SHORT PROBLEM:
State only how many of the lines below contain the string "blue".
-------
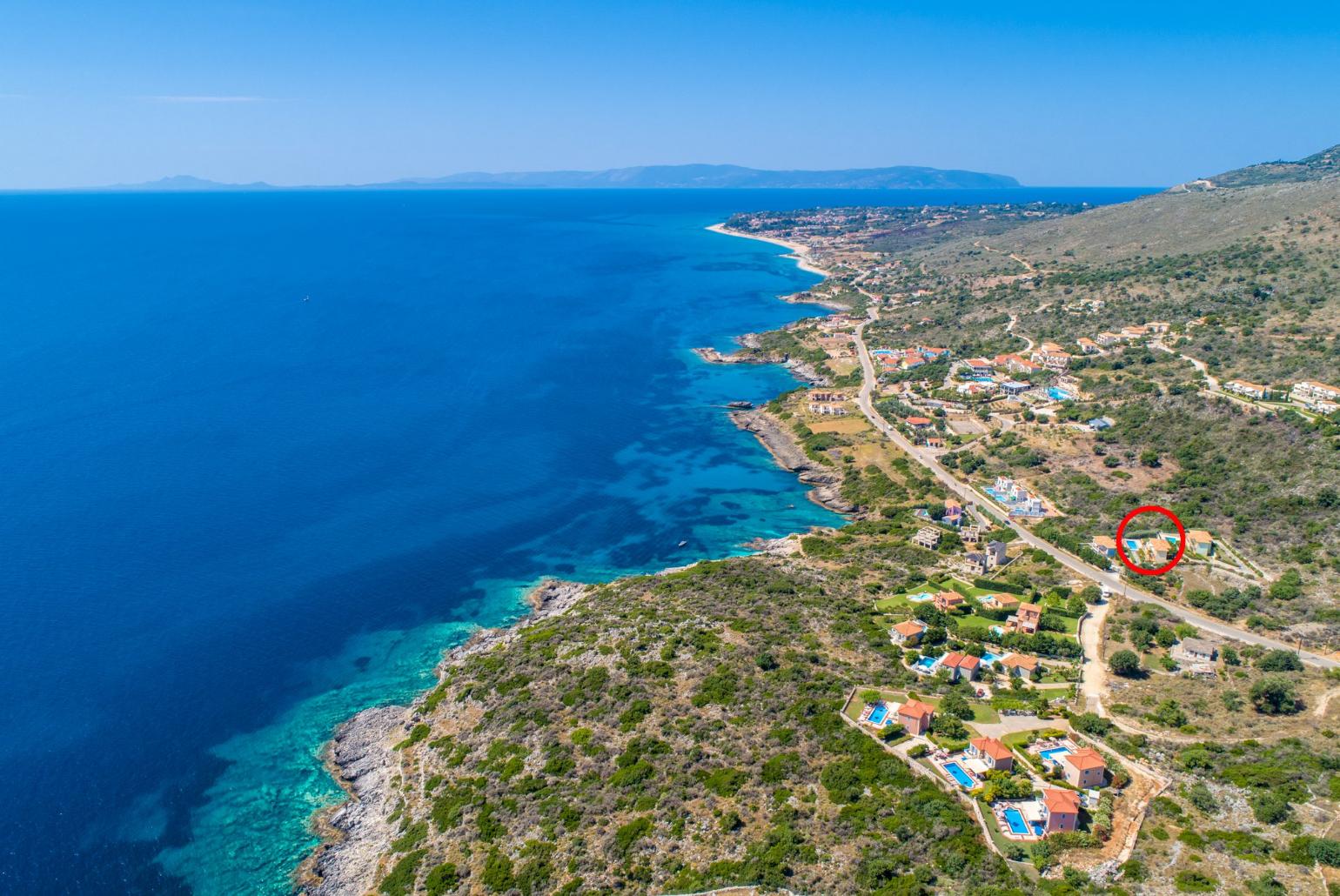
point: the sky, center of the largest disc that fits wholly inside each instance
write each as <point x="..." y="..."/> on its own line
<point x="300" y="93"/>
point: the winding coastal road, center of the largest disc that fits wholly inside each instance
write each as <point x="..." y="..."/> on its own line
<point x="1111" y="580"/>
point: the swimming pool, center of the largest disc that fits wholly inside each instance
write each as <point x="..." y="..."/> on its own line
<point x="958" y="774"/>
<point x="1015" y="819"/>
<point x="1054" y="754"/>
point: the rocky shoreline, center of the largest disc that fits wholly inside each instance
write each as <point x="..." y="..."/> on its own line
<point x="789" y="456"/>
<point x="364" y="761"/>
<point x="751" y="354"/>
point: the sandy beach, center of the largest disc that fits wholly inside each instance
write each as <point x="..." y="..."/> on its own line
<point x="801" y="253"/>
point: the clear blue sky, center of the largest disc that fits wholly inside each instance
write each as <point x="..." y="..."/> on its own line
<point x="332" y="93"/>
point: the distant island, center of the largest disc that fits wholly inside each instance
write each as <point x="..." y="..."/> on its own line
<point x="655" y="177"/>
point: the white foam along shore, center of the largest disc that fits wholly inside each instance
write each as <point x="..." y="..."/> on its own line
<point x="799" y="253"/>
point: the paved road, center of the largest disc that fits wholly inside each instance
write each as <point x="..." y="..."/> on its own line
<point x="1114" y="581"/>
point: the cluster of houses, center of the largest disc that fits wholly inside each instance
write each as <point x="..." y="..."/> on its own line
<point x="830" y="404"/>
<point x="1315" y="397"/>
<point x="1016" y="498"/>
<point x="1134" y="334"/>
<point x="908" y="358"/>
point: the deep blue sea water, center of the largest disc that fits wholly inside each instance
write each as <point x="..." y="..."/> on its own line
<point x="231" y="518"/>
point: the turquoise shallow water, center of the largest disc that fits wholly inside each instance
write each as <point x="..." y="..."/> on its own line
<point x="233" y="518"/>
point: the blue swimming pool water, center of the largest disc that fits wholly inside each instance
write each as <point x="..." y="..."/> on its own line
<point x="958" y="774"/>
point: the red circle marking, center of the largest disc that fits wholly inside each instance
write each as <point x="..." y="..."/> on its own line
<point x="1181" y="544"/>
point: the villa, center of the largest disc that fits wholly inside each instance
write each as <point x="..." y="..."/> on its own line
<point x="908" y="634"/>
<point x="948" y="602"/>
<point x="1017" y="364"/>
<point x="915" y="717"/>
<point x="1020" y="665"/>
<point x="1000" y="602"/>
<point x="926" y="538"/>
<point x="1243" y="387"/>
<point x="995" y="754"/>
<point x="1317" y="397"/>
<point x="1194" y="650"/>
<point x="1083" y="767"/>
<point x="1052" y="357"/>
<point x="1062" y="811"/>
<point x="1154" y="550"/>
<point x="980" y="366"/>
<point x="961" y="665"/>
<point x="1027" y="619"/>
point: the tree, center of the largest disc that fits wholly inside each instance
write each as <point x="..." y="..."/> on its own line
<point x="1124" y="662"/>
<point x="1270" y="808"/>
<point x="1280" y="660"/>
<point x="1275" y="695"/>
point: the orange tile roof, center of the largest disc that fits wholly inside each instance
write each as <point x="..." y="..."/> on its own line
<point x="915" y="709"/>
<point x="1057" y="799"/>
<point x="992" y="747"/>
<point x="1084" y="759"/>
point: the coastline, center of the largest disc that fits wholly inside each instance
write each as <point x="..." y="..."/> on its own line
<point x="362" y="757"/>
<point x="799" y="253"/>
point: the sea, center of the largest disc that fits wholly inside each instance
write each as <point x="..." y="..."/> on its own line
<point x="265" y="456"/>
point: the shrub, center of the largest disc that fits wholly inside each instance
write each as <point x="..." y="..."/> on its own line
<point x="1124" y="662"/>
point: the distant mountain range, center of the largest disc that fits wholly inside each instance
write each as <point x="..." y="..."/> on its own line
<point x="1313" y="168"/>
<point x="645" y="177"/>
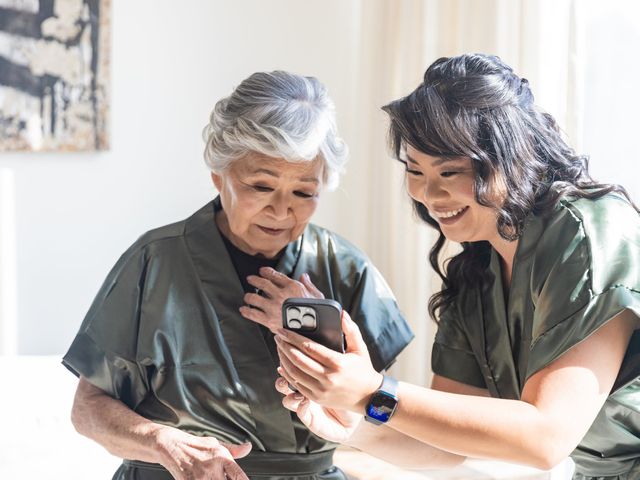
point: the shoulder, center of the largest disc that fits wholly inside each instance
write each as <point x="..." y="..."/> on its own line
<point x="596" y="238"/>
<point x="330" y="242"/>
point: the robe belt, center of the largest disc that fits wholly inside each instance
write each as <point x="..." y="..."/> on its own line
<point x="268" y="463"/>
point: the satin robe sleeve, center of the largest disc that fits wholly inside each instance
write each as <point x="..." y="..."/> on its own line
<point x="104" y="351"/>
<point x="452" y="356"/>
<point x="374" y="308"/>
<point x="586" y="270"/>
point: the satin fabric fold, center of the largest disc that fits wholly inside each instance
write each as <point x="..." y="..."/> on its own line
<point x="164" y="334"/>
<point x="574" y="270"/>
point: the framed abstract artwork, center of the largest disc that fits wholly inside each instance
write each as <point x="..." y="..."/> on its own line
<point x="54" y="75"/>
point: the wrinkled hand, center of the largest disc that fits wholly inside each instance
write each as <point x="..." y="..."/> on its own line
<point x="276" y="287"/>
<point x="341" y="381"/>
<point x="189" y="457"/>
<point x="330" y="424"/>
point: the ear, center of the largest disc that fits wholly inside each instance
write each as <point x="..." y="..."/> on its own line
<point x="217" y="180"/>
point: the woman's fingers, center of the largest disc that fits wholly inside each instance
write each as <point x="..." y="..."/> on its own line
<point x="282" y="386"/>
<point x="319" y="353"/>
<point x="232" y="471"/>
<point x="302" y="361"/>
<point x="302" y="381"/>
<point x="257" y="316"/>
<point x="306" y="281"/>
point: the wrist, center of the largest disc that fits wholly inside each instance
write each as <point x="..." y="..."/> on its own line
<point x="383" y="403"/>
<point x="161" y="442"/>
<point x="372" y="387"/>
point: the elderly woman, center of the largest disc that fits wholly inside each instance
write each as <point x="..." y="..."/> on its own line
<point x="172" y="378"/>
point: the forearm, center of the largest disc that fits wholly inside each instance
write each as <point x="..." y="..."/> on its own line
<point x="113" y="425"/>
<point x="397" y="448"/>
<point x="479" y="427"/>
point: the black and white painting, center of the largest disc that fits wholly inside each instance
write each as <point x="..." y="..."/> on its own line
<point x="54" y="71"/>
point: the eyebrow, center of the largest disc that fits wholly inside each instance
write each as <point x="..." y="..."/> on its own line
<point x="438" y="161"/>
<point x="276" y="175"/>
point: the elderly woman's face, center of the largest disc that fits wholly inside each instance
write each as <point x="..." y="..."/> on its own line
<point x="267" y="202"/>
<point x="445" y="186"/>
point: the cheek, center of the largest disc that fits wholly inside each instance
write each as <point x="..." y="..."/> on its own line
<point x="305" y="211"/>
<point x="414" y="189"/>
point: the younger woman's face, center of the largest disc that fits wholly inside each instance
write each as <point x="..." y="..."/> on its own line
<point x="445" y="186"/>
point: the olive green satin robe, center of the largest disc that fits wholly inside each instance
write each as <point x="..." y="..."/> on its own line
<point x="165" y="337"/>
<point x="573" y="271"/>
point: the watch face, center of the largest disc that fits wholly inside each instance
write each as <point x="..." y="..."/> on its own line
<point x="381" y="406"/>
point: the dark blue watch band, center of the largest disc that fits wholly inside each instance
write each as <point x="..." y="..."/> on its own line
<point x="383" y="402"/>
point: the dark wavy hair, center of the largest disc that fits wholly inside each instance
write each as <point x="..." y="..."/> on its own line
<point x="475" y="106"/>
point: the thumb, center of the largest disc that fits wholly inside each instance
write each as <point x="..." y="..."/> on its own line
<point x="353" y="337"/>
<point x="306" y="281"/>
<point x="238" y="451"/>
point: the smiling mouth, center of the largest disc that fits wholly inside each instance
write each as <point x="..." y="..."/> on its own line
<point x="271" y="231"/>
<point x="450" y="216"/>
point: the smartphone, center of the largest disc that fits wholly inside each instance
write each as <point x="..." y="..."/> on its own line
<point x="318" y="319"/>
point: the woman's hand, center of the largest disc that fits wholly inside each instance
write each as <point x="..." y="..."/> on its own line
<point x="191" y="457"/>
<point x="330" y="424"/>
<point x="265" y="308"/>
<point x="340" y="381"/>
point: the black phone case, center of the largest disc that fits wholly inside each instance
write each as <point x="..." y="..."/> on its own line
<point x="328" y="331"/>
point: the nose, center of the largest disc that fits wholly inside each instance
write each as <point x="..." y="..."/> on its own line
<point x="427" y="191"/>
<point x="279" y="206"/>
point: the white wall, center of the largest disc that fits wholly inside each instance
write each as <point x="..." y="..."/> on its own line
<point x="76" y="213"/>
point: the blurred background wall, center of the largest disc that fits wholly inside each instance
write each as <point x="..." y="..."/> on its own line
<point x="66" y="217"/>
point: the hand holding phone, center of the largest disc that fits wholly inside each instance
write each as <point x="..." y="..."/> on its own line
<point x="318" y="319"/>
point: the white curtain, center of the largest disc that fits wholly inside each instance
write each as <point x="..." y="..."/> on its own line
<point x="400" y="38"/>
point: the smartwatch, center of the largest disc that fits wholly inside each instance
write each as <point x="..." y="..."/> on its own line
<point x="383" y="402"/>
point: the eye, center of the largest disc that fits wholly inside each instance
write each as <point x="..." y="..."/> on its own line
<point x="415" y="173"/>
<point x="300" y="194"/>
<point x="262" y="188"/>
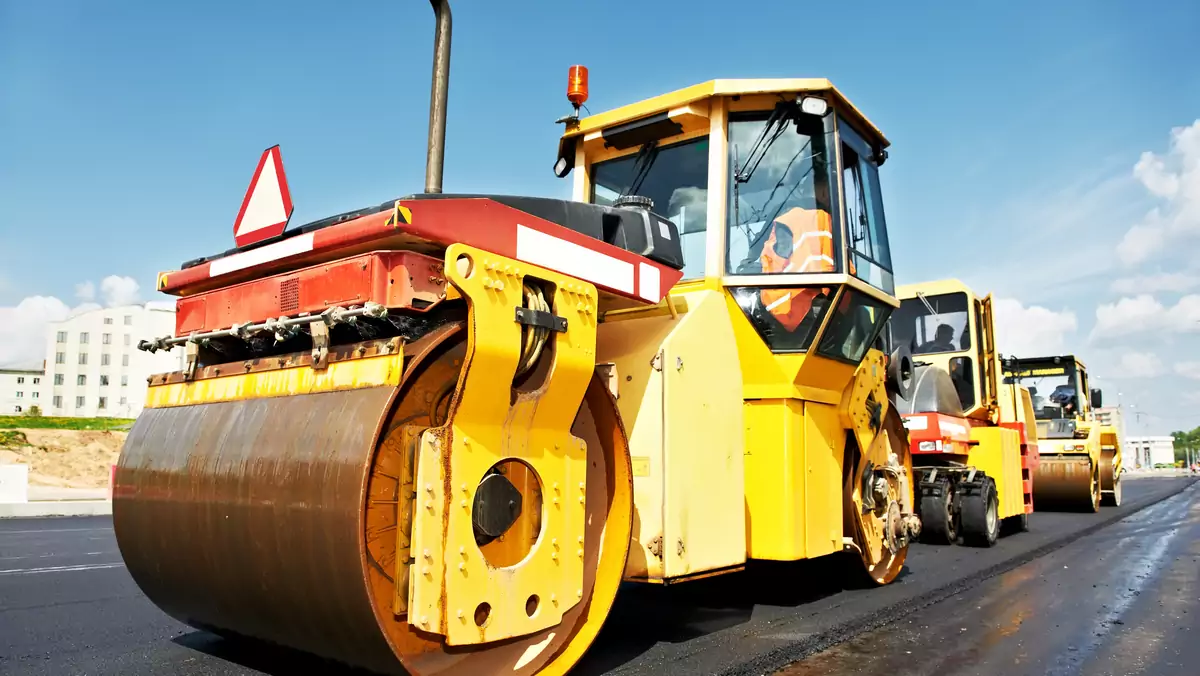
-------
RESPONSE:
4